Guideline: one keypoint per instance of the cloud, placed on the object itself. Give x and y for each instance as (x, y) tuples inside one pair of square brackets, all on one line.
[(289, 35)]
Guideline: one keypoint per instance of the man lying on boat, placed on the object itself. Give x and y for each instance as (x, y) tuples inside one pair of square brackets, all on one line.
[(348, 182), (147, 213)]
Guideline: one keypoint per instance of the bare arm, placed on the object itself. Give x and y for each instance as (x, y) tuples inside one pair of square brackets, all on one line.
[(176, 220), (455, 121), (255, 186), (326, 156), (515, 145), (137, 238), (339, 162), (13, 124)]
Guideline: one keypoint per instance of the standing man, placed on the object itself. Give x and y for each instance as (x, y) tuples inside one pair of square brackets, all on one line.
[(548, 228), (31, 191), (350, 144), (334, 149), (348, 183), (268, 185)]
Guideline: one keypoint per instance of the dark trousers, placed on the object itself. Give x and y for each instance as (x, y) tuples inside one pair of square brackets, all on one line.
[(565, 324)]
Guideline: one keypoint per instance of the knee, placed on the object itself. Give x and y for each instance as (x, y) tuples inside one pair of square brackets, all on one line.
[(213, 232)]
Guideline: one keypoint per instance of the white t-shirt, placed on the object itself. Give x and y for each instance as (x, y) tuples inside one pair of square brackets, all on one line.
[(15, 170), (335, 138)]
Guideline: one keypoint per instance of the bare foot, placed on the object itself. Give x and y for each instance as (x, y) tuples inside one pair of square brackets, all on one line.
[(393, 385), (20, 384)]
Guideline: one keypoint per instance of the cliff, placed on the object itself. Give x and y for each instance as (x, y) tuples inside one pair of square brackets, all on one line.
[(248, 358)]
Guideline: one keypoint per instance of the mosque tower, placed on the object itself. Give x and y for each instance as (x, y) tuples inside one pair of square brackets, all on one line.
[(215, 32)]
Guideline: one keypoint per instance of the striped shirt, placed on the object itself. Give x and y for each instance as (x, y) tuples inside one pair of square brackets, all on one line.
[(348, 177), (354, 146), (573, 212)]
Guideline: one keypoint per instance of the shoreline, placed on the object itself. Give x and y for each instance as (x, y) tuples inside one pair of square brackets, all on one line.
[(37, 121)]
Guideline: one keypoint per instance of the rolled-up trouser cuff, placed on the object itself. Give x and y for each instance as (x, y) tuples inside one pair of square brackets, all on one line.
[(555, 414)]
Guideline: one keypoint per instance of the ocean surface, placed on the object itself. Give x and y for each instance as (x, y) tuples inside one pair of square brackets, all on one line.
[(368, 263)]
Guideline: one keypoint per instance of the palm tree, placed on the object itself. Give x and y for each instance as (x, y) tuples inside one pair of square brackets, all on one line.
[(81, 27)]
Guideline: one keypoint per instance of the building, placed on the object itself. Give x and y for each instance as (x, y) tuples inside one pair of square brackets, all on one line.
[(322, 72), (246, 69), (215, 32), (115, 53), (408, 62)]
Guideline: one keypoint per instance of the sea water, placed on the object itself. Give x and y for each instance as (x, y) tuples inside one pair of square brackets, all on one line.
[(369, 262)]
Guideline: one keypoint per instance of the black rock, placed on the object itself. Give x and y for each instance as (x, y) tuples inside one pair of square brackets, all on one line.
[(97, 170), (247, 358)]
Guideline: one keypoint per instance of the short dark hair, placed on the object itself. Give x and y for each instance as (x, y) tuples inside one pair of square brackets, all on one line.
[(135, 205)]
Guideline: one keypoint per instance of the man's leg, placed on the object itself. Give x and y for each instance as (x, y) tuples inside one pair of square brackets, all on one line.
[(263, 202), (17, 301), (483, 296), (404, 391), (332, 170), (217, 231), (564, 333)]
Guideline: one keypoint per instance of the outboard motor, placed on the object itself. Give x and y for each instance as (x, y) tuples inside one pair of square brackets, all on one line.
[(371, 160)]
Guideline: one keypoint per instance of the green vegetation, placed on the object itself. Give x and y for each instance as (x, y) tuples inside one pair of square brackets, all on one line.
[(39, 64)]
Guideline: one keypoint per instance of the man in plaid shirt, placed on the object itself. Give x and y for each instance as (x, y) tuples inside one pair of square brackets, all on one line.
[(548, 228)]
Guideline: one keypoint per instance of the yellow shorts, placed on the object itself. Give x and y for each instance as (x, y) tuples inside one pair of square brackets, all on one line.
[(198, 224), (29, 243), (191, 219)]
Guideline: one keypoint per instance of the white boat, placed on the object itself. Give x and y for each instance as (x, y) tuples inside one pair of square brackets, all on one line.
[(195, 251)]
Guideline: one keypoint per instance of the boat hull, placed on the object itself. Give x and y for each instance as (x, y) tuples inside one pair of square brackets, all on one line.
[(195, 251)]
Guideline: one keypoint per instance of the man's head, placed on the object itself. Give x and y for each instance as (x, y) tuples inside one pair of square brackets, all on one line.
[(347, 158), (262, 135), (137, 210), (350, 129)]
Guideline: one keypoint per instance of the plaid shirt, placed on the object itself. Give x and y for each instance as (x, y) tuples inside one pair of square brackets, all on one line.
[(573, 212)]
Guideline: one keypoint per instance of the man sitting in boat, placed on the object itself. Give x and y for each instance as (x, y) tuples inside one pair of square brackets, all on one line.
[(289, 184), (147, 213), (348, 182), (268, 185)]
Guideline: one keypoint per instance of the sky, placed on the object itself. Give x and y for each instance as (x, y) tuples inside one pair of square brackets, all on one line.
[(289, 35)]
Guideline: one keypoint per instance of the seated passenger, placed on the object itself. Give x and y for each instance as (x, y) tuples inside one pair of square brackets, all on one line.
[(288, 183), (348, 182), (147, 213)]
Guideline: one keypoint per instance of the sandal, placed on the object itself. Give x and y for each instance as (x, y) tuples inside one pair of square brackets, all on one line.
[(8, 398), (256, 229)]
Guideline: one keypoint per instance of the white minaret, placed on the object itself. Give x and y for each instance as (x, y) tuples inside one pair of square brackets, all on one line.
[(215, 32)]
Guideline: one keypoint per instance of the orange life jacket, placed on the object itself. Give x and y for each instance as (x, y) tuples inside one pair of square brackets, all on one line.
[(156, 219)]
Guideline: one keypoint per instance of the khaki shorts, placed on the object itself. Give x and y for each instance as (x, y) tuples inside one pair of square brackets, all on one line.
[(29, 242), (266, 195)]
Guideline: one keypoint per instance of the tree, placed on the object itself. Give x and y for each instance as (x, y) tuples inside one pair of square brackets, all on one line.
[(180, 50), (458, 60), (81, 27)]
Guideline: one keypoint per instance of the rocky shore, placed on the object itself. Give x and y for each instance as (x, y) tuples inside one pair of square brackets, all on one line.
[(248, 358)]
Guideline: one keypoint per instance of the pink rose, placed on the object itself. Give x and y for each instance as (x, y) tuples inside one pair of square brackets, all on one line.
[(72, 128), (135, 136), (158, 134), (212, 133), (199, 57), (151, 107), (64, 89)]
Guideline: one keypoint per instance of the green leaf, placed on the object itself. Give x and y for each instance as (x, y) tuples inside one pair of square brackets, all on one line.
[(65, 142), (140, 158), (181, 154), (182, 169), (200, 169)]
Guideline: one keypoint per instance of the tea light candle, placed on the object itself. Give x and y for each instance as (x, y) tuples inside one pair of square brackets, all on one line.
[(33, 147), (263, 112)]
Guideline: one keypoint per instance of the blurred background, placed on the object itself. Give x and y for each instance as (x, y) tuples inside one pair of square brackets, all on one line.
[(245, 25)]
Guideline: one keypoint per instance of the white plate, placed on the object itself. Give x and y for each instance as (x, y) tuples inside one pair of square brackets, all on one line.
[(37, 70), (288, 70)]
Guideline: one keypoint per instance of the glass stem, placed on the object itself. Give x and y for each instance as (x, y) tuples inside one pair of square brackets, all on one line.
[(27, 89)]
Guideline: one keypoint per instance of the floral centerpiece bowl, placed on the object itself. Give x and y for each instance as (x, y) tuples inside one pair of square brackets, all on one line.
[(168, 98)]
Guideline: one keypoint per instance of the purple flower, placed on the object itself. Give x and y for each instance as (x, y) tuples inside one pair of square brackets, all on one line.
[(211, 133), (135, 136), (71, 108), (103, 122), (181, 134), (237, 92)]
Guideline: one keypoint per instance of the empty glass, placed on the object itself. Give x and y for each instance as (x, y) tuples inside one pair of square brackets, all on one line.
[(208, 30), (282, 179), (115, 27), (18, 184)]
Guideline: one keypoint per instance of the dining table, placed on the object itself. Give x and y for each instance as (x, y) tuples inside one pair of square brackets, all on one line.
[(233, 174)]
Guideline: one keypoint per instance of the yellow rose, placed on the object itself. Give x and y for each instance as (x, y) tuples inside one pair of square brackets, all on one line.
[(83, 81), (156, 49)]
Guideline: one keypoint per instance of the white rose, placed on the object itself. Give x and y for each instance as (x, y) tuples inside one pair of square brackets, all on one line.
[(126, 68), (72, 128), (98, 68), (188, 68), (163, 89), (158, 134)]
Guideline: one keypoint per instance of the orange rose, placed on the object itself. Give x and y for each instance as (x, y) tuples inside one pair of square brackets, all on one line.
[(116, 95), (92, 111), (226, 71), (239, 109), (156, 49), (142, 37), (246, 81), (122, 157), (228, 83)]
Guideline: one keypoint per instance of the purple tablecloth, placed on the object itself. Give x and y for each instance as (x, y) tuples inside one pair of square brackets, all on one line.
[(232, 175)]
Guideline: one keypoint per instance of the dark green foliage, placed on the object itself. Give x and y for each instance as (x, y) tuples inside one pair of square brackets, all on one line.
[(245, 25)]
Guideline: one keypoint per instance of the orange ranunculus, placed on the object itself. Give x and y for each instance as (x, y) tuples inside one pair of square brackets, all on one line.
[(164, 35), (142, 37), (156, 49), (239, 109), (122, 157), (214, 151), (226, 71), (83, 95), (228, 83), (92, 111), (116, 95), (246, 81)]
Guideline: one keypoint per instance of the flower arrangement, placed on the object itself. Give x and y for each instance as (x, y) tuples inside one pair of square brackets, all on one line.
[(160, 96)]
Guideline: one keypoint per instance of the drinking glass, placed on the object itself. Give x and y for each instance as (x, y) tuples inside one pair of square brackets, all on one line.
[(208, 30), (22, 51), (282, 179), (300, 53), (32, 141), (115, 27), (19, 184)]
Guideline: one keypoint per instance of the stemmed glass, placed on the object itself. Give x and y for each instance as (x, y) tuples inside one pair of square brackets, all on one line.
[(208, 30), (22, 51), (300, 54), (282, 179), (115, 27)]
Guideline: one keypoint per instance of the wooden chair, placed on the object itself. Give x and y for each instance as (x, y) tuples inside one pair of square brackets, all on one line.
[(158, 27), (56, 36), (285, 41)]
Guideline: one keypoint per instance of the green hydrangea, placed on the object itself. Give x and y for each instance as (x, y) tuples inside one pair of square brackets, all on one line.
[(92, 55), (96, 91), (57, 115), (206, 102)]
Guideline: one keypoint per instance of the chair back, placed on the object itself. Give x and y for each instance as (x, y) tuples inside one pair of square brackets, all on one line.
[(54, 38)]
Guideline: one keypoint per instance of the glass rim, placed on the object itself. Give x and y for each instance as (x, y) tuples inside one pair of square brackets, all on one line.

Aim of the task: Rewrite the records as a two-column CSV with the header guideline,keypoints, one row per record. Put each value in a single quoted field with line breaks turned into spaces, starting at the line that has "Guideline: one keypoint per instance of the bare foot, placed" and stopping after the line that has "[(348, 177), (354, 146), (573, 212)]".

The completed task:
guideline,keypoints
"Guideline: one keypoint per instance of the bare foot, placed on the object itself. Give x and y for each instance as (x, y) tuples inside one pair of square brackets, all on one line.","[(393, 385), (20, 384)]"
"Guideline: one keypoint per instance of the cliff, placed on the object itself. Give x and y for each instance as (x, y) tuples inside one pair of square brackets, all on one line.","[(248, 358)]"
"Guideline: one keypoint per instance of the mosque tower, placed on the object itself. Give x and y for each instance as (x, y) tuples inside one pair of square brackets, all on one line.","[(215, 32)]"
"Guideline: one keypoint per instance of the striped shirt, placed on the object itself. Give x and y for each instance as (x, y) tuples inside one pair of square brackets, all on one line.","[(348, 177), (354, 146), (573, 212)]"